*** PROVIDED DATA ***

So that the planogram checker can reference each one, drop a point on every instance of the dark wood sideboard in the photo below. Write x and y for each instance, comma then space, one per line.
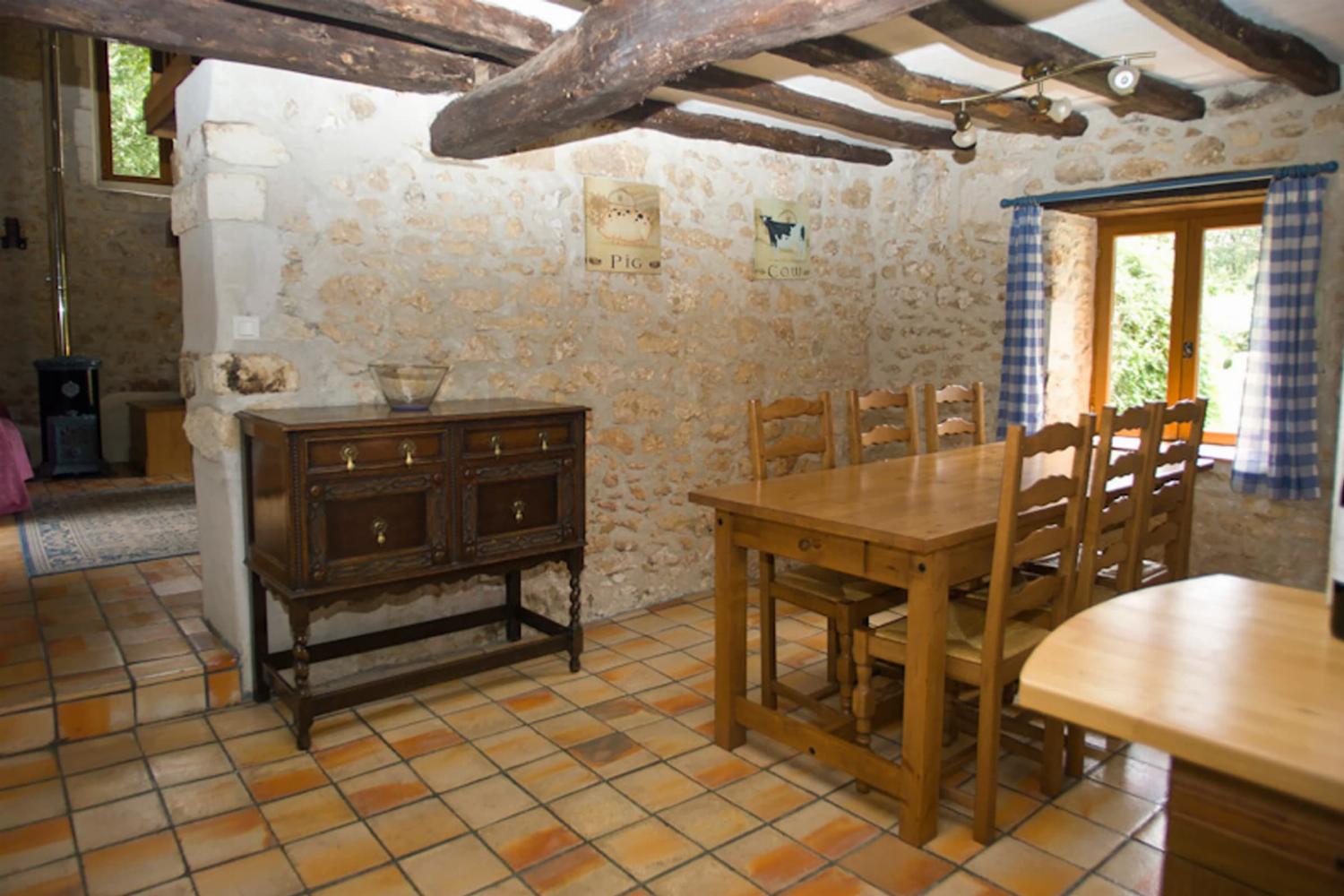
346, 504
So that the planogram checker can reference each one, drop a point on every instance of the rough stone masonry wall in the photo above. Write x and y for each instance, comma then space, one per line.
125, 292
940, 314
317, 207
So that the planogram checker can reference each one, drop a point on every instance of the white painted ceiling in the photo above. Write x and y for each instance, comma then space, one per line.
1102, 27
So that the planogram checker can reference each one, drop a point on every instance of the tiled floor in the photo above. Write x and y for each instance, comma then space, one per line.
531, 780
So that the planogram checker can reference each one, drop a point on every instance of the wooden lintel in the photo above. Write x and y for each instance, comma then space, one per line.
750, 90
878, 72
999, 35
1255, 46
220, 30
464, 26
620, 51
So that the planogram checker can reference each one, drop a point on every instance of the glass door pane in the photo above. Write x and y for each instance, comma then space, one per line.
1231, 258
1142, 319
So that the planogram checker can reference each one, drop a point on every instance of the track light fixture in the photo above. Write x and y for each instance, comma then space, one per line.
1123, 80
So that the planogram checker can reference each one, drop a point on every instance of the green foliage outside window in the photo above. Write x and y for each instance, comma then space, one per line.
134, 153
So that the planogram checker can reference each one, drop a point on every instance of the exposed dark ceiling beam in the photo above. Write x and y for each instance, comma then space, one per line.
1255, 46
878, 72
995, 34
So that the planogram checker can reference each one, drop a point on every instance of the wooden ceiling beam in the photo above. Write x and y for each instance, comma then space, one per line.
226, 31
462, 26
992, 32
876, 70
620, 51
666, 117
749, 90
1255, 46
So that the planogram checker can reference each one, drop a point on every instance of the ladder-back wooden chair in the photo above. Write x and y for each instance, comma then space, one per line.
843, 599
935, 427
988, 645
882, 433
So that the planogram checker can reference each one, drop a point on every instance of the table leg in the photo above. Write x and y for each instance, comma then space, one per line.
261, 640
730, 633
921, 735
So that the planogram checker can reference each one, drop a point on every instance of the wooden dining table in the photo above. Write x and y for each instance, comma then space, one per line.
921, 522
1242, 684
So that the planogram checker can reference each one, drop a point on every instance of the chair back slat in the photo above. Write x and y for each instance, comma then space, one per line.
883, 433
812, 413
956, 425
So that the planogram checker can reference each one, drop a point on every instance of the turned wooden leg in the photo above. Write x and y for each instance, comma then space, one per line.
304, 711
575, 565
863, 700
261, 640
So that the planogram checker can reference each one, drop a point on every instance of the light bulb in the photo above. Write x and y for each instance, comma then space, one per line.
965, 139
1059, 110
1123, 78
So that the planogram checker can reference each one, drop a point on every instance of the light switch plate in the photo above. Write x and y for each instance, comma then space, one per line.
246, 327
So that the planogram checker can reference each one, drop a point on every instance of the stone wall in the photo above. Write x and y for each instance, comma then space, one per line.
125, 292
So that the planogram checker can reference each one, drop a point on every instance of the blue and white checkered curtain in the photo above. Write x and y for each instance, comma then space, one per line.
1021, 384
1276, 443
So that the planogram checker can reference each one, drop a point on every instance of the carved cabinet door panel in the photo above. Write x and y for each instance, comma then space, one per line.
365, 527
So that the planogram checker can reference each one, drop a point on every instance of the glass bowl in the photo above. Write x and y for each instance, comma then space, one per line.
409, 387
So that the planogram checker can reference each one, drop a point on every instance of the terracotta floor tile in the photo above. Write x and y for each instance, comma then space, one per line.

*** End of PROVIDED DATA ***

■ ABOUT THIS EXERCISE: The response must contain exactly the lines from the one with "the light bulb" through the last line of the material above, both ends included, and no others.

■ RESULT FOR THIS TASK:
So that the planogram checker can reference each one, drop a point on every instance of the light bulb in the photo above. Write x and y for each instance, comma then space, one per line.
965, 139
1059, 110
1123, 78
So that the planogram checker can reference each one, drop a point on every instance of the light switch plate in the photo above. Write x and y for each instance, comma then space, one per line.
246, 327
So that the planogram checker can reference each one, drop a point on every instance of the stone wall in the photo above. Write x and y for each instance, comma then space, one per line.
125, 292
So that the planogram checker can reference each one, drop a point on every instance of the blue and white checkered curtain in the photo above. Write x and y for each instance, comma then space, one per line.
1021, 384
1276, 443
So that the planogram checker can reference each one, drop a point on every instance of the carved cabinet door panel in the photo above. Write x and y for each instance, comma then space, one per line.
365, 527
So that the planogram checker can reference each one, drop a point on every instance of the glass bowl in the photo above. Write x and y for each instance, comma then space, one per line.
409, 387
So that the planogram checker can reference each one, drop a point on every instance of the terracotta floor tile in the photo above. Write x and y for each instance, comma then space, one per line.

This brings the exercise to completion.